# Start of Material provided

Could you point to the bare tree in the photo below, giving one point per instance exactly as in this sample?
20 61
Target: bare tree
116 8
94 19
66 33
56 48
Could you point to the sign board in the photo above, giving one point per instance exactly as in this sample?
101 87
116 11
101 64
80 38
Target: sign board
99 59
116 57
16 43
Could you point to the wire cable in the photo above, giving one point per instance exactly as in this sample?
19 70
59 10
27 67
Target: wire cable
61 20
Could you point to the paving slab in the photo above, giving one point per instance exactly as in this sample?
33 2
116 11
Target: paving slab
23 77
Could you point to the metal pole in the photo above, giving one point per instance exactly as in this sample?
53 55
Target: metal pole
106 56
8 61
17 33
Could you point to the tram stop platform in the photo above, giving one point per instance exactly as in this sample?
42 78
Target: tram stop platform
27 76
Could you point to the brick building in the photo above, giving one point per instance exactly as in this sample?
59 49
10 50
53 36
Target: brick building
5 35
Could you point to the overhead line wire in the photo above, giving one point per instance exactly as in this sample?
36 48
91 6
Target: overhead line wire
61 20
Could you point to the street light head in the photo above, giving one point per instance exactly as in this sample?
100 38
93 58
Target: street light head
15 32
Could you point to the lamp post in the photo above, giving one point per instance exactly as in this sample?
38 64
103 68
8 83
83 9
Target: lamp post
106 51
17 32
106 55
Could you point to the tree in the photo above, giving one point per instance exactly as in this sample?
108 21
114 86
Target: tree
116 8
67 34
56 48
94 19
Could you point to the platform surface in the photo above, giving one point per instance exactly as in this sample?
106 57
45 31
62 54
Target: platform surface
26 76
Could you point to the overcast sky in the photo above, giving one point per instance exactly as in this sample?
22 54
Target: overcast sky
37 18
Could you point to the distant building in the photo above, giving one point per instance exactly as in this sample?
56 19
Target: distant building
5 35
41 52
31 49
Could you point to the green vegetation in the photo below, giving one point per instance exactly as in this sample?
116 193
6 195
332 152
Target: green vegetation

# End of Material provided

▶ **What you need to do**: Print out all the entries precisely as written.

▶ **The solution**:
Could you point to the bare tree in the photo below, giving one point per instance exactly as in this sample?
20 61
Target: bare tree
116 8
94 19
66 33
56 48
Could you point to the sign board in the photo above, giving one point per instance exactly as in this sample?
101 87
116 11
101 64
80 38
Target: sign board
99 59
116 57
16 43
Could you point to the wire cable in the photo above, giving one point per instance exactly as in this sample?
19 70
59 10
27 67
Target: wire cable
61 20
Could you point to the paving slab in the photo above, giving one point per instance exactly as in this sample?
33 2
116 11
Target: paving slab
23 77
Could you point to the metal pole in the photo above, giving one point per instance exactly as in this sample?
53 55
Target: metal pole
106 56
8 61
17 33
Could you point to the tram stop platform in the photo above, giving one point per instance exactly as in this sample?
42 78
Target: tram stop platform
27 76
Could you point to the brick building in the photo above, giving one point per instance exactly as in this sample?
59 49
10 50
53 36
Target: brick building
5 35
Could you point to the overhead line wire in the photo above, giving one point per instance exactly as in this sample?
36 48
91 6
Target: overhead line wire
61 20
Could you point to the street light head in the photo above, giving one point per instance exactly as in this sample?
100 38
93 58
Target: street light head
15 32
Could you point to the lamp post in the photo above, giving one point per instance exactly as in this sample?
38 64
103 68
8 83
83 9
Target: lamp post
106 51
17 32
106 55
Could you point to the tree in the photo above, giving one point per instance exactly as in this sample?
108 21
114 86
Target: tree
116 8
67 34
56 48
94 19
Could you point to the platform surface in the photo above, giving one point per instance exactly as in this sample?
106 57
45 31
62 54
Target: platform surface
26 76
Could you point to the overcast sky in the photo above, giving one point per instance exactly as in this sample?
22 54
Target: overcast sky
37 18
Could you point to the distant building in the photo above, giving one point per instance exactly as in this sample?
56 19
Target: distant building
5 35
41 52
31 49
Could you point to the green vegetation in the photo below, giving one point per instance exactly as in this sample?
116 193
6 195
332 152
Target: green vegetation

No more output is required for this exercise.